[Dataset items]
○ ○ ○

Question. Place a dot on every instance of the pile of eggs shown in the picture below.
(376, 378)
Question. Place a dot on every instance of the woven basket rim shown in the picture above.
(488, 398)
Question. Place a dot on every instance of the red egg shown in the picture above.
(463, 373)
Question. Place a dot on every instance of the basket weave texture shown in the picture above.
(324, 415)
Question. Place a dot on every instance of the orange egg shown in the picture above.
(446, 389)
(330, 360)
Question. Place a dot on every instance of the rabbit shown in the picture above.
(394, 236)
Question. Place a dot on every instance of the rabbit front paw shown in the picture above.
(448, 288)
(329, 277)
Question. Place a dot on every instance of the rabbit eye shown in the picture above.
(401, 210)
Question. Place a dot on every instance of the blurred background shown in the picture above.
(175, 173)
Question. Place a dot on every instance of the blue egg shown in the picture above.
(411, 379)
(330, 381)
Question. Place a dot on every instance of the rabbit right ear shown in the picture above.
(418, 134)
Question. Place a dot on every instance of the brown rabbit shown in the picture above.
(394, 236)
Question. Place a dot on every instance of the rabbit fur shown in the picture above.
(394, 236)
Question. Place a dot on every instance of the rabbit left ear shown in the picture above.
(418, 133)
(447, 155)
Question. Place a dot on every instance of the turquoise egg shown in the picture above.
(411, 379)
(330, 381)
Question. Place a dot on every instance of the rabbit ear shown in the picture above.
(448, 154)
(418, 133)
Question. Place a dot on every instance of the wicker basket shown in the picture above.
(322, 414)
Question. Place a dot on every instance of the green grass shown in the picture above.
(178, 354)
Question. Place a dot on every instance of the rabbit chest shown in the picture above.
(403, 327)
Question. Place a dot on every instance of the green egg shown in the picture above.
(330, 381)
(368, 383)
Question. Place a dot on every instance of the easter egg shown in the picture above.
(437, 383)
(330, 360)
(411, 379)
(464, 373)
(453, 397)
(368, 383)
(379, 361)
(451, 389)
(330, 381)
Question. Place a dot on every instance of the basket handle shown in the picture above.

○ ○ ○

- YOUR TASK: Above are the records; retype every one exactly.

- RESPONSE:
Question. Place a dot on every instance of the pile of eggs shown in the picture below.
(376, 378)
Question. Place a dot on every instance of the woven basket rim shown in the picture above.
(488, 398)
Question. Place a dot on every instance of the red egg shown in the picture above.
(463, 373)
Question. Place a dot on every instance of the basket weave texture shown in the picture above.
(324, 415)
Question. Place a dot on every instance of the orange egg shown in the picture above.
(446, 389)
(330, 360)
Question. Place a dot on every instance of the rabbit shown in the picture above.
(394, 236)
Question. Place a dot on every instance of the rabbit front paw shown in the picture above.
(448, 288)
(329, 277)
Question. Place a dot on every instance of the rabbit eye shown in the picture above.
(401, 210)
Question. Place a dot on every instance of the blurred background shown in the picture above.
(175, 173)
Question. Place a dot on every instance of the blue egg shown in the picture above.
(411, 379)
(330, 381)
Question. Place a dot on every instance of the rabbit right ear shown in the picture above.
(418, 134)
Question. Place a dot on every instance of the brown rabbit shown in the picture above.
(394, 236)
Question. Place a dot on every instance of the rabbit fur shown in the picture above.
(394, 236)
Question. Place a dot on every instance of the rabbit left ear shown in the picture above.
(418, 133)
(447, 155)
Question. Place a dot on every instance of the turquoise egg shown in the picture above.
(411, 379)
(330, 381)
Question. Place a dot on every instance of the rabbit ear shown in the picture above.
(448, 154)
(418, 133)
Question. Place a dot on every instance of the wicker basket shown in the picture above.
(322, 414)
Question. Place a dot on every instance of the green grass shown in the picture above.
(178, 354)
Question. Place a dot on every instance of the rabbit chest shown in the picture above.
(403, 327)
Question. Place a dot on every instance of the green egg shown in the picture above.
(330, 381)
(368, 383)
Question. Place a dot on every instance of the easter egg shown in the picture above.
(437, 383)
(330, 360)
(411, 379)
(464, 373)
(453, 397)
(368, 383)
(379, 361)
(451, 389)
(330, 381)
Question. Place a dot on every instance of the basket handle shown in the picture above.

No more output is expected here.